What you need to do -> Copy the entire blog post below on reading and making friends, word for word.

How Reading Helped My Socially Awkward Self Make Friends
November 14, 2017
Though at the helm of affairs at the café, V is a traveler at heart – for me, he is like From Heaven Lake: Travels Through Sinkiang and Tibet by Vikram Seth. I read this book in high school as part of my Literature in English course; in the beginning, I couldn’t wrap my head around the inclusion of a travelogue in the syllabus, but then, I grew to love it – a perfect depiction of V and my friendship. The book is based on Seth’s remarkable and unorthodox journey from western China on to the Qinghai-Tibet plateau and Kathmandu, and ultimately to Delhi. The book surprises its readers as it explores the point of borders and boundaries, and is studded with poetry –
“Here we three, cooped, alone,
Tibetan, Indian, Han,
Against a common dawn
Catch what poor sleep we can
And sleeping drag the same
Sparse air into our lungs,
And dreaming each of home
Sleeptalk in different tongues.”

[Entries from a point annotation set]
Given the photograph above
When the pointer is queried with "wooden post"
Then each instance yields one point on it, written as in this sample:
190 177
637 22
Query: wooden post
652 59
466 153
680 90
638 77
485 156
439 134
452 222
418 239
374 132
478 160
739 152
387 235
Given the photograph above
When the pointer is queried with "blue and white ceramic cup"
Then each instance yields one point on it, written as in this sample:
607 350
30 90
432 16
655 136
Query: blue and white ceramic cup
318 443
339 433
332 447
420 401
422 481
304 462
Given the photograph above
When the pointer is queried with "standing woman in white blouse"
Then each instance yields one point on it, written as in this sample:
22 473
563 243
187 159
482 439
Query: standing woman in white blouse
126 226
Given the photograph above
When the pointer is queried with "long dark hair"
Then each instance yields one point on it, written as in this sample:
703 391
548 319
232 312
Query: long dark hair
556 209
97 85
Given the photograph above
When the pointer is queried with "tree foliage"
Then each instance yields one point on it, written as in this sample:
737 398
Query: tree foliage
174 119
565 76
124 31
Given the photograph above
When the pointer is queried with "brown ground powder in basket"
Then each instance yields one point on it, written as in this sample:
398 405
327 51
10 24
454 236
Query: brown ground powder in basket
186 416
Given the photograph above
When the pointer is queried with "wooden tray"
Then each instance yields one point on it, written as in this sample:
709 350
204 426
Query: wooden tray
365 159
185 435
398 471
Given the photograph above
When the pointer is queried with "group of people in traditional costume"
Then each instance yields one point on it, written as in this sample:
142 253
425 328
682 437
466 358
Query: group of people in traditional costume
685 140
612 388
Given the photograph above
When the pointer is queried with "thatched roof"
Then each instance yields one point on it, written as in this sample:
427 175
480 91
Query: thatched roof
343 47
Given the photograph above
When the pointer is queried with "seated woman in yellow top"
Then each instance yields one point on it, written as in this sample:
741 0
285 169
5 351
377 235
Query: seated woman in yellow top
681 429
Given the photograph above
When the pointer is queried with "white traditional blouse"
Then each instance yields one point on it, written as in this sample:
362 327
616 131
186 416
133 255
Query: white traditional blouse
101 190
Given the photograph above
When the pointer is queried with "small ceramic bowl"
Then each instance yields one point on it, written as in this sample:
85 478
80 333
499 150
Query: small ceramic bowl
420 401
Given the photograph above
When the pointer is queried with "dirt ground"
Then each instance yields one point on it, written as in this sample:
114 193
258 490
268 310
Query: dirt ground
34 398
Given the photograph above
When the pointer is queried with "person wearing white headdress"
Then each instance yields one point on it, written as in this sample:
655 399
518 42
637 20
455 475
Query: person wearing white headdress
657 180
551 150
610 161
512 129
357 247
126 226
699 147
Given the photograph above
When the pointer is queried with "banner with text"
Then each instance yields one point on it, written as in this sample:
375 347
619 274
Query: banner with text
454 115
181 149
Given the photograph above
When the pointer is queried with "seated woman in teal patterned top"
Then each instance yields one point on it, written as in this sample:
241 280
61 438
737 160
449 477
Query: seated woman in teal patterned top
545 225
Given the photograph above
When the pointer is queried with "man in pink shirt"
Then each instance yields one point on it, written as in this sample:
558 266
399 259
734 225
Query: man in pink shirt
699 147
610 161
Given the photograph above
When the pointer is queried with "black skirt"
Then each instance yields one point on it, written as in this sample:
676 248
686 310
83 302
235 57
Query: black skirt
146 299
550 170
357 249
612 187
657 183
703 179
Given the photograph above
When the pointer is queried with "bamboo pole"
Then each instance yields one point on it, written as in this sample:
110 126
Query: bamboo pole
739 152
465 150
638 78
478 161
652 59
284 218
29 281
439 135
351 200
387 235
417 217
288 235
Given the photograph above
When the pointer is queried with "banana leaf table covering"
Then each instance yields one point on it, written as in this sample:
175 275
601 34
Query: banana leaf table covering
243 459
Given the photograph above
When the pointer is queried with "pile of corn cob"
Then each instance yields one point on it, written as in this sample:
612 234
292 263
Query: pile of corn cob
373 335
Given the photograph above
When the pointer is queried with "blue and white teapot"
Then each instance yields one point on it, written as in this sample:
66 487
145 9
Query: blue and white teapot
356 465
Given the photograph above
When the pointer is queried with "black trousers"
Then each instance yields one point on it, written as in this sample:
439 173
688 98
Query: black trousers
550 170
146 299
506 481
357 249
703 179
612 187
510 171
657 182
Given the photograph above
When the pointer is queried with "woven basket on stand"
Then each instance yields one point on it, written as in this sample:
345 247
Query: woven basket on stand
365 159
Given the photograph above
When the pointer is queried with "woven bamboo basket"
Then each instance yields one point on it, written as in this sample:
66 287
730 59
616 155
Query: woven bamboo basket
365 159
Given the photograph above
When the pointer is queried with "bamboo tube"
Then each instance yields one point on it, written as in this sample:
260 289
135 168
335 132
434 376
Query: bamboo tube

Task response ->
How Reading Helped My Socially Awkward Self Make Friends
November 14, 2017
Though at the helm of affairs at the café, V is a traveler at heart – for me, he is like From Heaven Lake: Travels Through Sinkiang and Tibet by Vikram Seth. I read this book in high school as part of my Literature in English course; in the beginning, I couldn’t wrap my head around the inclusion of a travelogue in the syllabus, but then, I grew to love it – a perfect depiction of V and my friendship. The book is based on Seth’s remarkable and unorthodox journey from western China on to the Qinghai-Tibet plateau and Kathmandu, and ultimately to Delhi. The book surprises its readers as it explores the point of borders and boundaries, and is studded with poetry –
“Here we three, cooped, alone,
Tibetan, Indian, Han,
Against a common dawn
Catch what poor sleep we can
And sleeping drag the same
Sparse air into our lungs,
And dreaming each of home
Sleeptalk in different tongues.”